Print exactly the lines below between the line holding "as [[563, 27]]." and the line holding "as [[838, 419]].", inclusive, and nothing more.

%%

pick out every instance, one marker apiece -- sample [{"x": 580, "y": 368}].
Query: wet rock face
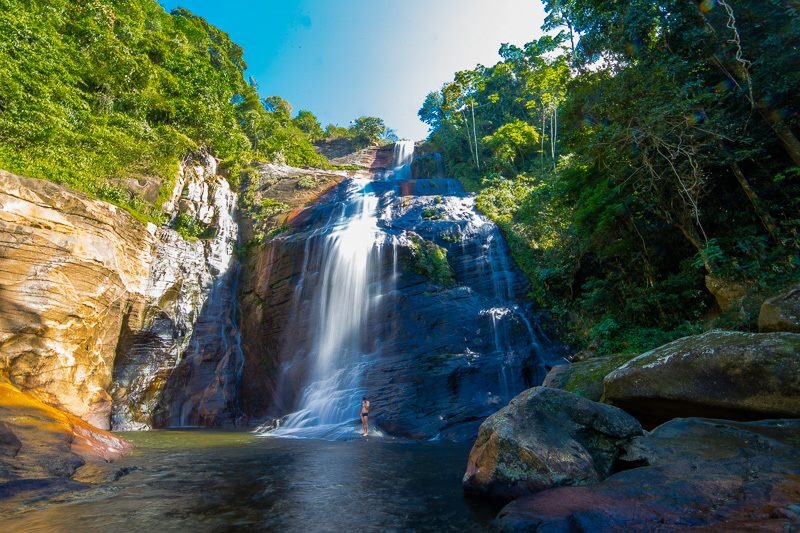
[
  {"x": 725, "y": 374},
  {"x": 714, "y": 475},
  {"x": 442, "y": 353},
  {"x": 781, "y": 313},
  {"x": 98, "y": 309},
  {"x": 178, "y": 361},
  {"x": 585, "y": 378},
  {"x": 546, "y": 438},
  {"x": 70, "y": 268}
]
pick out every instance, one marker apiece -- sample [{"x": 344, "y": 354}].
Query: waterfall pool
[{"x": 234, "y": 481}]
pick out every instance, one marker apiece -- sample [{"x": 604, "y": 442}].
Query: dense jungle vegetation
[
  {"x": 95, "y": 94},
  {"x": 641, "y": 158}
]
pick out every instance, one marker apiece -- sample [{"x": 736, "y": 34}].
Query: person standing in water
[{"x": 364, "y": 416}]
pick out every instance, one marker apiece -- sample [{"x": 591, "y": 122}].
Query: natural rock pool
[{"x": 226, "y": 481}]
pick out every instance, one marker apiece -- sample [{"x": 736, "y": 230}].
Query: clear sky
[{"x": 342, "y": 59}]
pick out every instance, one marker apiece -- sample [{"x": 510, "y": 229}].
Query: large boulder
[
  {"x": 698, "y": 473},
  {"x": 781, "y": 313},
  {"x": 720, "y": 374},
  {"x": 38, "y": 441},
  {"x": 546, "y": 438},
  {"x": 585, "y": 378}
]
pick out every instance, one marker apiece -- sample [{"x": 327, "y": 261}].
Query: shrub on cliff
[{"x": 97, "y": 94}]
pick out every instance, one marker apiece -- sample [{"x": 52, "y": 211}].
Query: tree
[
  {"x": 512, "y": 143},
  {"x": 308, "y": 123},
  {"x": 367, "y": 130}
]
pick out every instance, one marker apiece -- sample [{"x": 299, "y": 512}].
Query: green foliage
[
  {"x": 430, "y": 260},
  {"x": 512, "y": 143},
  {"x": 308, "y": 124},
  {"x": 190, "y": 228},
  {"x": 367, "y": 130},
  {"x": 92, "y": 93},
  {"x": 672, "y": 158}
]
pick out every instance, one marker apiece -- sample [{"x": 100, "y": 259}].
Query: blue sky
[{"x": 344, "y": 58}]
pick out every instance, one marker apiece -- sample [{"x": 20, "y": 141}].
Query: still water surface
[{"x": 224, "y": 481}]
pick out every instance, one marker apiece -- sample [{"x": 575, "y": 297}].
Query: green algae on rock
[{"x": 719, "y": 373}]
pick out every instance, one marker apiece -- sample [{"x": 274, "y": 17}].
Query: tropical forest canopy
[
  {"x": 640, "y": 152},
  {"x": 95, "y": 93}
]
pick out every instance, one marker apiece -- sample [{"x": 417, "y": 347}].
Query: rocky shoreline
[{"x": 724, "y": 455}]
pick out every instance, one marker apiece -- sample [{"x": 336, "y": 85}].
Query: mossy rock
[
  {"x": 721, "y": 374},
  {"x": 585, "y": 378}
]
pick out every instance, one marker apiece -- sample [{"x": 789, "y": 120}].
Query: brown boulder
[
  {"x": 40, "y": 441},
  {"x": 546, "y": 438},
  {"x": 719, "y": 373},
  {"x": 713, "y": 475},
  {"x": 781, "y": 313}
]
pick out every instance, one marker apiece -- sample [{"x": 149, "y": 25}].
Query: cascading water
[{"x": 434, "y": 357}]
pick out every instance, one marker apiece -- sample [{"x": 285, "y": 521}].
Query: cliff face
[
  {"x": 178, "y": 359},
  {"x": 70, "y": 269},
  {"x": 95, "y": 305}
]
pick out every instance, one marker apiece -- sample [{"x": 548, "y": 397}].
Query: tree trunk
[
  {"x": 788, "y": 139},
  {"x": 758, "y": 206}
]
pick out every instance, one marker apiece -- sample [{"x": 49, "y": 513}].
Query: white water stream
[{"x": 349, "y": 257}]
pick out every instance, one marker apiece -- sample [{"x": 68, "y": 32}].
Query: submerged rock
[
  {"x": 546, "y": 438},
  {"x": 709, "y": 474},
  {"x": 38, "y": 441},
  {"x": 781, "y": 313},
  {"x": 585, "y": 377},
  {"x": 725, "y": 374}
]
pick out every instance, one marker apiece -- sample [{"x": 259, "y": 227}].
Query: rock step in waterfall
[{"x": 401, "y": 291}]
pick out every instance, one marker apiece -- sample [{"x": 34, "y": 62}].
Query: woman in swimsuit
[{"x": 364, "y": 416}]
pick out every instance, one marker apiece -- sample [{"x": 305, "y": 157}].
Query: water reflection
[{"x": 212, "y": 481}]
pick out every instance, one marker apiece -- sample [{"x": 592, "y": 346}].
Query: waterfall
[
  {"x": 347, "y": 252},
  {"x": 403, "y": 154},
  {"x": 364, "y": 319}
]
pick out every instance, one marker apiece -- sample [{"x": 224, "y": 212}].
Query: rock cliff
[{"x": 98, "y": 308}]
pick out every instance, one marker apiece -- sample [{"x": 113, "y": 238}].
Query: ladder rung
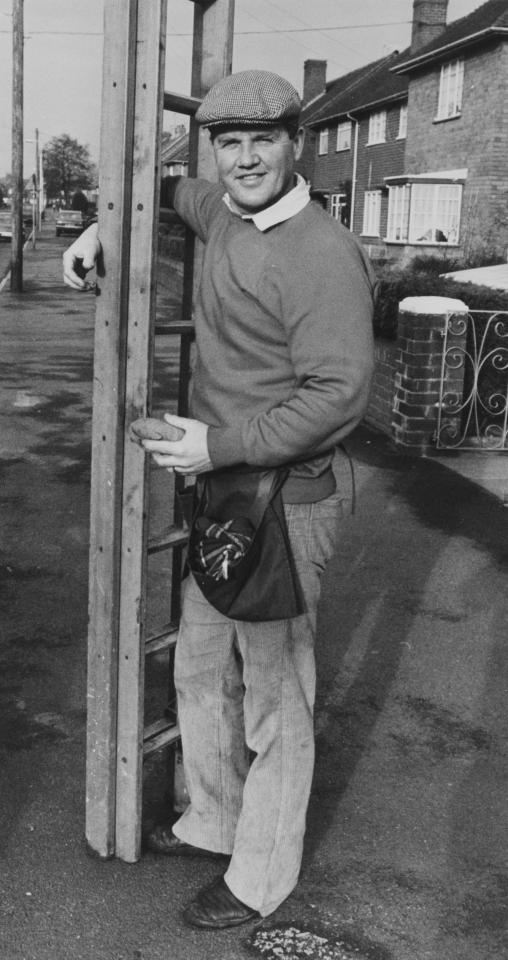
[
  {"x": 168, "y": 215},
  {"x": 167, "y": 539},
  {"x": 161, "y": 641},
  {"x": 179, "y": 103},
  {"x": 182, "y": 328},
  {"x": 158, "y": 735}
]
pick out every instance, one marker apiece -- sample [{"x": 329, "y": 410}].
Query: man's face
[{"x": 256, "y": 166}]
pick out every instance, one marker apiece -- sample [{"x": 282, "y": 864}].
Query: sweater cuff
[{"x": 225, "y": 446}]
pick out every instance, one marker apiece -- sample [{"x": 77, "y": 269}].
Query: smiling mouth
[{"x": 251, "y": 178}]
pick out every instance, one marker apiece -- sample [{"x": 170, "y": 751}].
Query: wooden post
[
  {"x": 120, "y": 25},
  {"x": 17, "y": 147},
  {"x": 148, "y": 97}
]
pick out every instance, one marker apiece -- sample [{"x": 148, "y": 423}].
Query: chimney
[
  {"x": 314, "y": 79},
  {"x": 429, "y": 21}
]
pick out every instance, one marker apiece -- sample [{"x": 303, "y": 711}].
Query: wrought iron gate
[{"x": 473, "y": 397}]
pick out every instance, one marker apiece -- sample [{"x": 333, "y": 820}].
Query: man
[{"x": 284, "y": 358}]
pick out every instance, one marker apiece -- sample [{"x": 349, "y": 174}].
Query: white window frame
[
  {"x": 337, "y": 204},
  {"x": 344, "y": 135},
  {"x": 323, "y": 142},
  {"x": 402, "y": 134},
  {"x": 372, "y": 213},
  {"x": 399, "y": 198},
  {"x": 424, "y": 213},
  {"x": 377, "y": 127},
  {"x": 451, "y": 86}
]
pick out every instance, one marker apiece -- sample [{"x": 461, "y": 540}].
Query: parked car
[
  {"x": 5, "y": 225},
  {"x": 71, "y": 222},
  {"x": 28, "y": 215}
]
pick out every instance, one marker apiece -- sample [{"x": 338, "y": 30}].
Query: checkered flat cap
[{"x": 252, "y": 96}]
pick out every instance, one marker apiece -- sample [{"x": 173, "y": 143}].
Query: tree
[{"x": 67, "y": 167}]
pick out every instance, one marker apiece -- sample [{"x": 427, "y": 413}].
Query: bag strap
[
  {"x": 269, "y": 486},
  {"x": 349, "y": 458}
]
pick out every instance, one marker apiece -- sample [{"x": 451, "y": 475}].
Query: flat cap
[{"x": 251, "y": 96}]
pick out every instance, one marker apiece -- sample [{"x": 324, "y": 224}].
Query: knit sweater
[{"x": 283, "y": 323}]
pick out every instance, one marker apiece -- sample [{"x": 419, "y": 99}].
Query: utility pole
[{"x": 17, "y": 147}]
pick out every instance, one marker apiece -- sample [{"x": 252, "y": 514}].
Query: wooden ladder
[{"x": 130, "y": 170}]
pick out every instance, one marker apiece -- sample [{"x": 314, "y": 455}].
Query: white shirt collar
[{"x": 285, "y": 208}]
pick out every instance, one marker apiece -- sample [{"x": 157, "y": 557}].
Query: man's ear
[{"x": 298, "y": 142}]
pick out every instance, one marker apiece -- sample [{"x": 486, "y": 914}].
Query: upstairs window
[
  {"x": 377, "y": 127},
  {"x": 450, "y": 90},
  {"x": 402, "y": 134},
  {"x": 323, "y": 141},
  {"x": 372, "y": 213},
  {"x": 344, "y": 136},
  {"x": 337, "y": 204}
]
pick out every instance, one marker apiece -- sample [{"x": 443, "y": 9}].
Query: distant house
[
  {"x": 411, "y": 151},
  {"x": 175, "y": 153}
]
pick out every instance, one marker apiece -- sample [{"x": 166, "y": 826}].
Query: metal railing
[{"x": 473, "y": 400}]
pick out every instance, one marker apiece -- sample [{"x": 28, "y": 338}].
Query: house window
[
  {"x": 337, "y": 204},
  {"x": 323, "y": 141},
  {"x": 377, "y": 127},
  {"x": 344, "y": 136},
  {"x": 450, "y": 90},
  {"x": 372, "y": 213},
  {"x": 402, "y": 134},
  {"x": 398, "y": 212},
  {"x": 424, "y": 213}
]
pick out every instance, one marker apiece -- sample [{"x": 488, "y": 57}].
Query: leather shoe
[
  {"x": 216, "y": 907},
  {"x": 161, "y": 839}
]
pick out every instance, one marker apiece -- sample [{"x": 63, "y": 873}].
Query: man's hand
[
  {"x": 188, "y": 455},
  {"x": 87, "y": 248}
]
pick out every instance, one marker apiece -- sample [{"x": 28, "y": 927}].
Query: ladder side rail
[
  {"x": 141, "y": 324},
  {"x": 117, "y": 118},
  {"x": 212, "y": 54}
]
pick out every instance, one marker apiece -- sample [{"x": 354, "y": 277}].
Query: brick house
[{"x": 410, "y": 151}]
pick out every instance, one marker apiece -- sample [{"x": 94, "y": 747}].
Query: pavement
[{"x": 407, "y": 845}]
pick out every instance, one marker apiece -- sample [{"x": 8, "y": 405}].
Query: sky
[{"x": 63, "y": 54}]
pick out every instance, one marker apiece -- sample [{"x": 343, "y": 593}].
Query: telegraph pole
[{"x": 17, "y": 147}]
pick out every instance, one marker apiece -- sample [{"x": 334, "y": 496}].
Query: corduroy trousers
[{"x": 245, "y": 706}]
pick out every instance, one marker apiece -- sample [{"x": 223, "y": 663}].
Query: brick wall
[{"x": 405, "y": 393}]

%%
%%

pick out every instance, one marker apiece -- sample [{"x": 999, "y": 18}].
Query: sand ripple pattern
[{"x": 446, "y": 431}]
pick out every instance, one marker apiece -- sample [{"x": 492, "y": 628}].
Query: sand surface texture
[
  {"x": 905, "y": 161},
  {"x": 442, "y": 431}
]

%%
%%

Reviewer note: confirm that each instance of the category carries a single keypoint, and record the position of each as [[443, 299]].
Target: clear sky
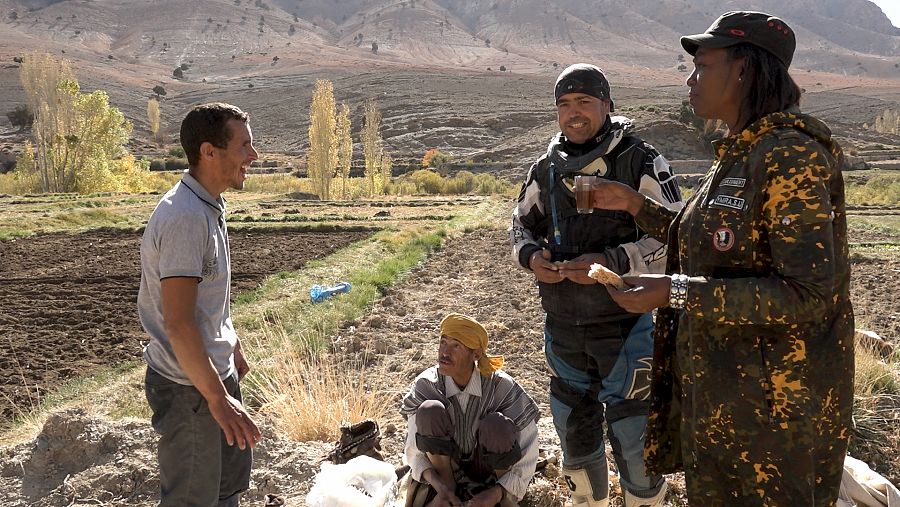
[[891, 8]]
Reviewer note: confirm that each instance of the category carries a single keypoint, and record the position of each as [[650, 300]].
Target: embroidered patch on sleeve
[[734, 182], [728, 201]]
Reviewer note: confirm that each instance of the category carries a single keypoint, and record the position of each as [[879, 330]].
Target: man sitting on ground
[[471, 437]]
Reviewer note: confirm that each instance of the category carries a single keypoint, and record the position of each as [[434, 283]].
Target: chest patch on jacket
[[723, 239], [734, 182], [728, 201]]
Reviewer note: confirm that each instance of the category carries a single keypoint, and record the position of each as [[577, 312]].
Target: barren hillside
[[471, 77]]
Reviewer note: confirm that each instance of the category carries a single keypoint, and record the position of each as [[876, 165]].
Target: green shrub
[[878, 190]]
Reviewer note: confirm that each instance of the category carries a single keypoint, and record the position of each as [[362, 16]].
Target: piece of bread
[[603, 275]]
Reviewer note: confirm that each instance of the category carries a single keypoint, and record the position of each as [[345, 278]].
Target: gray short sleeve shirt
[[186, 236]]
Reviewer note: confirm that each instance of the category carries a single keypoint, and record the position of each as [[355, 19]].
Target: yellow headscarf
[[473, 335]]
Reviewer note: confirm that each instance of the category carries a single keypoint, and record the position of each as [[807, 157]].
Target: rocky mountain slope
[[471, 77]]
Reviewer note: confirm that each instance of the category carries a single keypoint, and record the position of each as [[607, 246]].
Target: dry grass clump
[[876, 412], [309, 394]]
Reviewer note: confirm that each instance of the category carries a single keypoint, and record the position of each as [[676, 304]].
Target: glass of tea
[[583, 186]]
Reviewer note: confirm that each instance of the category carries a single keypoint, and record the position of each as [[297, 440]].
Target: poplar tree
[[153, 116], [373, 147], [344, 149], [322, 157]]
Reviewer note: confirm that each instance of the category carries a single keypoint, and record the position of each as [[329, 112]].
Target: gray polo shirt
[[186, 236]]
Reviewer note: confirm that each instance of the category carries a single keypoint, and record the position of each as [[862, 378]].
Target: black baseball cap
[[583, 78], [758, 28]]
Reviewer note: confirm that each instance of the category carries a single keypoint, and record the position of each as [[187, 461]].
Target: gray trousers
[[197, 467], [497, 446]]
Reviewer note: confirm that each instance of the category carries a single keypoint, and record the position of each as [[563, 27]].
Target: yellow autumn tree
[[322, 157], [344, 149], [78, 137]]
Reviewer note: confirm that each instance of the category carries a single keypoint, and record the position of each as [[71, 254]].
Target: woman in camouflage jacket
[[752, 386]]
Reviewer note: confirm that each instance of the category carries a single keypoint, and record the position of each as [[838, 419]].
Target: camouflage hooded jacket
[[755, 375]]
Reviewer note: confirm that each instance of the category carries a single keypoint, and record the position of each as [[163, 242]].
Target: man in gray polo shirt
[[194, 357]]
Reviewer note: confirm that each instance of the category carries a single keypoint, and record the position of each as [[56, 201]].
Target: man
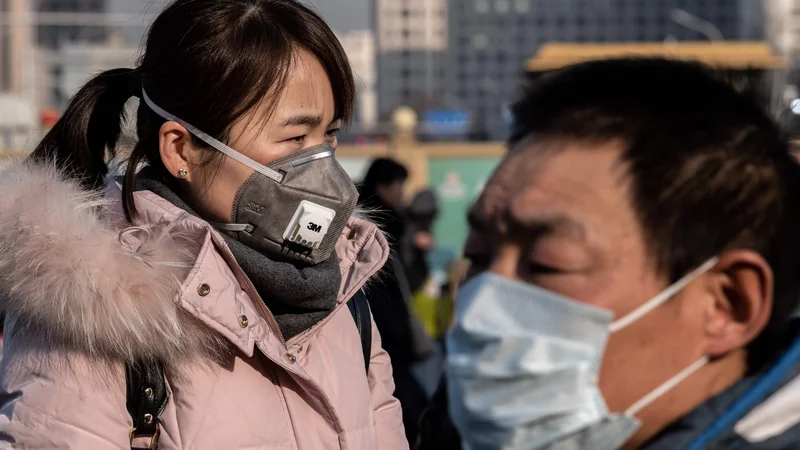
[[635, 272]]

%%

* **Solution to the problem**
Reviewer note: confirm that each instance of the category carries a single keypoint, and record the position of each as [[563, 27]].
Target: yellow autumn tree
[[322, 157], [344, 149], [78, 137]]
Reviewer note: confirm that each instance of the category carries a single keypoint, and record the position of each as [[71, 254]].
Target: woman in camouflage jacket
[[752, 386]]
Reviewer note: confirm that each instance of the category carries a single keypoint, and record the position of each as [[838, 419]].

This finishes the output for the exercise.